* [SUPPLIED INFORMATION]
+++

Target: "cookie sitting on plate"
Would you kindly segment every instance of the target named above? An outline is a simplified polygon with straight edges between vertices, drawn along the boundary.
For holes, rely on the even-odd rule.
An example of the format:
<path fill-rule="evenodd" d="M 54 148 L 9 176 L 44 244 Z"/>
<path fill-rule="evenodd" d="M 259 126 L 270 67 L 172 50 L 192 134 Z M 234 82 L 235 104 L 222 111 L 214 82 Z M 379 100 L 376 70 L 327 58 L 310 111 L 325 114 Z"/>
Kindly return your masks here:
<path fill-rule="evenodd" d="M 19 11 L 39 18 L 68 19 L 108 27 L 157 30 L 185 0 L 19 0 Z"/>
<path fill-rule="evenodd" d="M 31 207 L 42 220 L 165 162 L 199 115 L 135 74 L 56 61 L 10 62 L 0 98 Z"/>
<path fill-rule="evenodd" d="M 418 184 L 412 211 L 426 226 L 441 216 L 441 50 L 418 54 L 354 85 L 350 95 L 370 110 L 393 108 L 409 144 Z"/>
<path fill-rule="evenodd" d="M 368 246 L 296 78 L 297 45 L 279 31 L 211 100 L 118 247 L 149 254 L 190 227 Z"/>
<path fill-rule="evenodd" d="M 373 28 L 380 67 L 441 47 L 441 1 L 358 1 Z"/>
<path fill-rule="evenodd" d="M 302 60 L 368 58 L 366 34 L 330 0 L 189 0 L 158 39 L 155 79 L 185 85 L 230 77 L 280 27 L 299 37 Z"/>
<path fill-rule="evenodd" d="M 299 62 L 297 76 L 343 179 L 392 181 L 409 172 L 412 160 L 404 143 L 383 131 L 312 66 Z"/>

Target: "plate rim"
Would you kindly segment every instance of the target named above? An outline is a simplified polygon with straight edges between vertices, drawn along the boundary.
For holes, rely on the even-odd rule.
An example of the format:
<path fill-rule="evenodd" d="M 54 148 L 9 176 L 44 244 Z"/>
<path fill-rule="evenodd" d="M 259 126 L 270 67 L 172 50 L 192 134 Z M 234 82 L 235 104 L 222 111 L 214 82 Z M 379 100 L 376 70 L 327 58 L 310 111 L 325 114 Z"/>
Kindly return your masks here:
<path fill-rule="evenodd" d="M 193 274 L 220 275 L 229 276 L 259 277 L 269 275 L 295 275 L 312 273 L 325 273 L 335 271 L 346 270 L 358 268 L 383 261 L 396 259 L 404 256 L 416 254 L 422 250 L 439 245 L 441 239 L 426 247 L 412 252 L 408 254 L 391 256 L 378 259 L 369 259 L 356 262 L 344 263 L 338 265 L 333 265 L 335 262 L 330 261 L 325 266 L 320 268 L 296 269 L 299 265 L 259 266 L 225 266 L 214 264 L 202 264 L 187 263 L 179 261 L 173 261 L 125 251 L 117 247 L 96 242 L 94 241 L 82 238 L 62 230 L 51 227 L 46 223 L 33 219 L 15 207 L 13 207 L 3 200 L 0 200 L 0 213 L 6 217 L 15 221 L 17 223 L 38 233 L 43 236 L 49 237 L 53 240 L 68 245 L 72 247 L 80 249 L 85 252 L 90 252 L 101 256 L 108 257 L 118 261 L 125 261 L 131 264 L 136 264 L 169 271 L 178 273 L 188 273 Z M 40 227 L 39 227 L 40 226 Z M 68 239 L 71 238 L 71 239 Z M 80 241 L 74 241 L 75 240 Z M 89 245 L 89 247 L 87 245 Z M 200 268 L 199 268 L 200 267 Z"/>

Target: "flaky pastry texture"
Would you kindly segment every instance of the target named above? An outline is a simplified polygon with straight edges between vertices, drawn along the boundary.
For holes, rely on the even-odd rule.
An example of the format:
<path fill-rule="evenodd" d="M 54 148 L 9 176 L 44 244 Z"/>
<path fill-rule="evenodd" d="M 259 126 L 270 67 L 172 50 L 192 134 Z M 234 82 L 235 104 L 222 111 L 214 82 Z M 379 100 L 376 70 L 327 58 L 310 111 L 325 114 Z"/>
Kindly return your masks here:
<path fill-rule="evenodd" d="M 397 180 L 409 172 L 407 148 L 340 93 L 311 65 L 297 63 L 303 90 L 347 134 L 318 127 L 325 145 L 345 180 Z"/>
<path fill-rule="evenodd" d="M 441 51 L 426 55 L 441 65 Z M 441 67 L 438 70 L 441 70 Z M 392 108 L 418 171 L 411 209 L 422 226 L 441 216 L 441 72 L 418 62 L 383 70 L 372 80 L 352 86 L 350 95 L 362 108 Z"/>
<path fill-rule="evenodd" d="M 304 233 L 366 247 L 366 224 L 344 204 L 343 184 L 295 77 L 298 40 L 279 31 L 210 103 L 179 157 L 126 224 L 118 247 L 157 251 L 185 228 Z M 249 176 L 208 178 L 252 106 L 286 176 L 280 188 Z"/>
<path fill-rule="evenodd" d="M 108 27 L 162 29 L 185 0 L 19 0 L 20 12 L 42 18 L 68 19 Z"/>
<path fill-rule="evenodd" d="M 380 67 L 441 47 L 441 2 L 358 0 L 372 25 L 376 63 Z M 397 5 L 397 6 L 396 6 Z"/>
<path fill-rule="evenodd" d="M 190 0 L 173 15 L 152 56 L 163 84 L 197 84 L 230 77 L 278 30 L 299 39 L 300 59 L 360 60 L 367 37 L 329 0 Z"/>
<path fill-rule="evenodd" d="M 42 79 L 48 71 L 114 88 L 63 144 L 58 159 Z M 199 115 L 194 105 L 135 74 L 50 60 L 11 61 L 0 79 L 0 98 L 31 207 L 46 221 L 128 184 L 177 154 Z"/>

+++

* [TO BE DONE]
Could you reproduce all of the material above with every "masks" renamed to "outlines", leaving everything else untouched?

* [EXERCISE RESULT]
Target: "cookie sitting on plate"
Would you kindly segment every instance of the target named above? An outline is a simplified polygon with straight edges between vertices, drawn along the boundary.
For holes, rely on the even-odd rule.
An example of the format:
<path fill-rule="evenodd" d="M 54 148 L 9 176 L 44 244 Z"/>
<path fill-rule="evenodd" d="M 259 126 L 270 67 L 172 50 L 192 134 Z M 234 82 L 235 104 L 222 111 L 214 82 Z M 379 100 L 376 70 L 327 58 L 310 111 L 325 114 Z"/>
Kindly return your outlines here:
<path fill-rule="evenodd" d="M 19 11 L 39 18 L 68 19 L 108 27 L 157 30 L 185 0 L 19 0 Z"/>
<path fill-rule="evenodd" d="M 31 207 L 42 220 L 165 162 L 199 115 L 135 74 L 56 61 L 10 62 L 0 98 Z"/>
<path fill-rule="evenodd" d="M 418 184 L 412 211 L 426 226 L 441 216 L 441 50 L 418 54 L 354 85 L 350 95 L 370 110 L 393 108 L 409 144 Z"/>
<path fill-rule="evenodd" d="M 368 246 L 296 78 L 297 45 L 279 31 L 211 100 L 118 247 L 149 254 L 190 227 Z"/>
<path fill-rule="evenodd" d="M 373 28 L 380 67 L 441 47 L 441 1 L 358 1 Z"/>
<path fill-rule="evenodd" d="M 302 60 L 368 58 L 366 34 L 330 0 L 189 0 L 158 39 L 155 79 L 185 85 L 230 77 L 280 27 L 299 37 Z"/>
<path fill-rule="evenodd" d="M 299 62 L 297 76 L 343 179 L 392 181 L 409 172 L 412 160 L 404 143 L 383 131 L 312 66 Z"/>

Target: "plate rim"
Would you kindly segment every instance of the target named above? An outline is a simplified polygon with straight edges between vertices, drawn along the boundary.
For holes, rely on the even-odd rule.
An example of the format:
<path fill-rule="evenodd" d="M 54 148 L 9 176 L 44 244 Z"/>
<path fill-rule="evenodd" d="M 259 126 L 270 67 L 172 50 L 192 134 Z M 234 82 L 235 104 L 222 111 L 214 82 Z M 379 100 L 376 70 L 327 58 L 310 111 L 325 114 Z"/>
Kindly return your outlines here:
<path fill-rule="evenodd" d="M 193 274 L 220 275 L 229 276 L 259 277 L 269 275 L 295 275 L 312 273 L 325 273 L 335 271 L 346 270 L 358 268 L 383 261 L 396 259 L 404 256 L 416 254 L 422 250 L 439 245 L 441 239 L 426 247 L 412 252 L 408 254 L 391 256 L 378 259 L 369 259 L 356 262 L 344 263 L 338 265 L 333 265 L 335 262 L 330 261 L 325 266 L 320 268 L 296 269 L 299 265 L 259 266 L 225 266 L 214 264 L 202 264 L 187 263 L 179 261 L 173 261 L 125 251 L 117 247 L 96 242 L 94 241 L 82 238 L 62 230 L 51 227 L 46 223 L 33 219 L 15 207 L 13 207 L 3 200 L 0 200 L 0 213 L 6 217 L 15 221 L 17 223 L 38 233 L 43 236 L 49 237 L 53 240 L 68 245 L 72 247 L 80 249 L 85 252 L 90 252 L 101 256 L 108 257 L 118 261 L 125 261 L 131 264 L 136 264 L 169 271 L 178 273 L 188 273 Z M 40 227 L 39 227 L 40 226 Z M 68 239 L 71 238 L 71 239 Z M 80 241 L 74 241 L 75 240 Z M 89 245 L 89 247 L 87 245 Z M 200 268 L 199 268 L 200 267 Z"/>

Target: "flaky pastry texture"
Would you kindly segment every instance of the target named above? An outline is a simplified polygon with straight edges between vertices, drawn along the boundary.
For holes, rely on the even-odd rule.
An example of the format:
<path fill-rule="evenodd" d="M 54 148 L 9 176 L 44 244 Z"/>
<path fill-rule="evenodd" d="M 259 126 L 270 67 L 172 50 L 192 134 Z M 234 82 L 235 104 L 222 111 L 214 82 Z M 379 100 L 376 70 L 327 58 L 310 111 L 325 114 Z"/>
Kindly return your outlines here:
<path fill-rule="evenodd" d="M 397 180 L 409 172 L 407 148 L 340 93 L 311 65 L 297 63 L 303 90 L 347 134 L 318 127 L 325 145 L 345 180 Z"/>
<path fill-rule="evenodd" d="M 441 51 L 426 55 L 441 65 Z M 441 67 L 438 70 L 441 70 Z M 392 108 L 418 171 L 411 209 L 422 226 L 441 216 L 441 72 L 418 62 L 383 70 L 372 80 L 352 86 L 350 95 L 362 108 Z"/>
<path fill-rule="evenodd" d="M 304 233 L 366 247 L 366 224 L 344 204 L 343 184 L 295 77 L 298 40 L 279 31 L 210 103 L 179 157 L 126 224 L 118 247 L 157 251 L 185 228 Z M 249 176 L 208 178 L 252 106 L 286 176 L 280 188 Z"/>
<path fill-rule="evenodd" d="M 108 27 L 162 29 L 185 0 L 19 0 L 20 12 L 42 18 L 68 19 Z"/>
<path fill-rule="evenodd" d="M 380 67 L 441 47 L 441 2 L 358 0 L 372 25 L 376 63 Z M 397 5 L 397 6 L 396 6 Z"/>
<path fill-rule="evenodd" d="M 190 0 L 173 15 L 152 56 L 163 84 L 197 84 L 230 77 L 278 30 L 299 39 L 300 59 L 360 60 L 367 37 L 329 0 Z"/>
<path fill-rule="evenodd" d="M 42 79 L 48 71 L 114 88 L 63 144 L 58 159 Z M 199 115 L 194 105 L 135 74 L 50 60 L 11 61 L 0 79 L 0 98 L 31 207 L 46 221 L 128 184 L 177 154 Z"/>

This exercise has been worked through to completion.